_Soal Singkat A_: Kutip setiap kalimat dalam teks tentang kontestasi politik yang memuat kata "kepentingan".

_Teks Bacaan_:
··········

Kontestasi Politik dalam Demokrasi
Pemilu merupakan metode yang ditetapkan demokrasi untuk memilih wakil dan pemimpin bagi rakyat. Rutinitas lima tahunan ini menjadi ajang kontestasi bagi mereka yang ingin meraih kursi jabatan. Mereka akan berusaha menampilkan sosok kandidat dengan citra yang positif agar mampu meraih simpati dan meraup suara.
Metode demokrasi kapitalisme seperti ini meniscayakan pemilu berbiaya tinggi. Guna menonjolkan kandidat, perlu menggencarkan kampanye, di dunia nyata maupun dunia maya. Ini tentu memerlukan dana yang besar. Karenanya mereka akan menggaet para penopang dana. Di sinilah terbentuk ikatan kepentingan antara pengusaha (pemilik dana) dengan penguasa terpilih.
Akhirnya kekuasaan dijadikan jalan untuk memuluskan kepentingan. Memperjuangkan kepentingan rakyat seringkali hanya jargon. Faktanya, kepentingan pribadi dan segelintir orang lebih mendominasi. Dalam kampanye seringkali mengumbar janji. Namun, saat duduk di kursi kekuasaan, banyak yang tak terealisasi.

··········

_Data Tersedia_:
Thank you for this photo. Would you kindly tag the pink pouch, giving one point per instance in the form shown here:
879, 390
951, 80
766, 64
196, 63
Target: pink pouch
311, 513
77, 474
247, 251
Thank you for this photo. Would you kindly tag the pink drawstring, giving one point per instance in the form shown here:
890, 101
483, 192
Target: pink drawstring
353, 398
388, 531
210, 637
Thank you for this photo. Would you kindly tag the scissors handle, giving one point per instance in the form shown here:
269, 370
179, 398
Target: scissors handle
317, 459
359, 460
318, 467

··········

_Soal Singkat B_: Tulis ulang catatan mulai dari baris yang memuat "pink drawstring, giving" sampai akhir catatan dengan mengganti "Would you kindly" menjadi "Please". Bagian lain tetap sama.

_Hasil Akhir A_:
- Di sinilah terbentuk ikatan kepentingan antara pengusaha (pemilik dana) dengan penguasa terpilih.
- Akhirnya kekuasaan dijadikan jalan untuk memuluskan kepentingan.
- Memperjuangkan kepentingan rakyat seringkali hanya jargon.
- Faktanya, kepentingan pribadi dan segelintir orang lebih mendominasi.

_Hasil Akhir B_:
Thank you for this photo. Please tag the pink drawstring, giving one point per instance in the form shown here:
890, 101
483, 192
Target: pink drawstring
353, 398
388, 531
210, 637
Thank you for this photo. Please tag the scissors handle, giving one point per instance in the form shown here:
269, 370
179, 398
Target: scissors handle
317, 459
359, 460
318, 467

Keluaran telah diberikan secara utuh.